§ Given task 1:
In the article on Turn Zero and objective play, what two zones can the Major Offensive deployment be split into?
§ Given task 2:
Translate this sentence from the Turn Zero article into Spanish: "Long March and Battle Lines share some similarities in that both deployments involve the opposing armies looking directly across from each other."
§ Given task 3:
Pick up the article on Turn Zero and objective play where it stops, and keep going in the same voice.

§ Selection:
════

Welcome back to Outer Rim Tactics, where we dive in-depth on specific strategies, fundamentals, and corner cases! Last month, we discussed melee charge ranges and terrain scoping, and now we turn our attention to Turn Zero and Objective Play.
What is Turn Zero? Simply put, it is the period of the game before the first turn is begun, where battle cards are determined, objectives are placed, and units are deployed. For today’s purposes, we will be focusing on objective placements and unit deployments; both broadly speaking and using some specific examples. To begin with, let’s look at the deployment setups and some basic tips and pointers for where to and where not to deploy your objectives, most commonly Moisture Vaporators and Supply Boxes.
For a more indepth look into bidding and reasons to choose blue or red player, I did explore this topic here.
Fortunately, Major Offensive tends to be rather straightforward for objective deployments, as it also seems to be present in every single battle deck in Legion. If you look at the zone, it can be split into two zones, the box and the panhandle.
Simply put, attempt to place your objectives above the box or in-between the box and panhandle, as leaving them to the left of the panhandle results in them being exposed, and more in reach of your opponents army than your own.
Long March and Battle Lines share some similarities in that both deployments involve the opposing armies looking directly across from each other. In these cases, it is best to survey the terrain, pick a side that looks more favorable for you, and cluster your objective placements to that side.
For example, if you were to draw battle lines and place one vaporator on the far left and one on the far right, your opponent has a significant advantage because they can cluster theirs towards whichever of your vaporators is more exposed, allowing them to focus on one small section while you spread out to control your own areas.

════

§ Raw data:

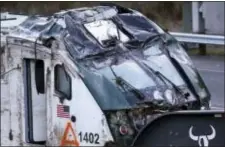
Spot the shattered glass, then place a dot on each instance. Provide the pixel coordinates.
(84, 31)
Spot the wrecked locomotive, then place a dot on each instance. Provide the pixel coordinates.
(91, 76)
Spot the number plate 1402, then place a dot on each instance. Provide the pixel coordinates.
(89, 137)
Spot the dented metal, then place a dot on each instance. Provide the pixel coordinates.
(107, 68)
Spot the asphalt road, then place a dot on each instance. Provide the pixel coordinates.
(211, 68)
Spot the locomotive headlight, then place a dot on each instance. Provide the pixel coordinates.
(169, 96)
(158, 95)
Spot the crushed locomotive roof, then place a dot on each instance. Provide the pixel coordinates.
(111, 47)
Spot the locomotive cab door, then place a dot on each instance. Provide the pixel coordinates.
(35, 101)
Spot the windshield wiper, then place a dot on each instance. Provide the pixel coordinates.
(163, 78)
(150, 39)
(120, 81)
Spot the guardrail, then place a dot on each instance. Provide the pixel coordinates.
(183, 37)
(199, 38)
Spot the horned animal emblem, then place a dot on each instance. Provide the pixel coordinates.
(204, 138)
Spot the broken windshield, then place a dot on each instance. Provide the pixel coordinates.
(104, 30)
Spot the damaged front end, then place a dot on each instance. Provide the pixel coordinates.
(134, 70)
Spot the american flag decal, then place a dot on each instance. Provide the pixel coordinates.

════

§ Exercise result 1:
The box and the panhandle.

§ Exercise result 2:
Long March y Battle Lines comparten algunas similitudes, ya que en ambos despliegues los ejércitos enemigos quedan situados directamente uno frente al otro.

§ Exercise result 3:
Advanced Positons is the simplest deployment for objective placements, as the eligible battlefield size is much larger and tends to be further away from your opponents deployment zone. If you imagine a hypotenuse that stretches from top right to bottom left of your zone, placing objectives within this triangle zone will generally result in safe, easily scored objectives for you. There’s no need to get fancy here.
Disarray is where things get interesting. Because of the spread out nature of the deployment zones and the randomness of table construction, there are no “hard and fast” rules for objective placement. However, there are some deployment strategies to keep in mind, two of them in fact.
The first is dropping a “sacrifice” unit in one corner, and keeping the rest of your forces together in another corner, effectively creating a ball. This is useful when you have a gunline list or a Palpatine list. The other option is creating a “pincer” and splitting your forces between the two zones in order to converge on the weaker enemy corner. Lists with double commanders, such as Luke/Leia and Krennic/Veers excel at this concept.
Real Life Example
Deployment cards are great, but there’s nothing like looking at an actual table and discussing the merits of deployment locations. Let’s look at one now from the 2019 Northeast Open.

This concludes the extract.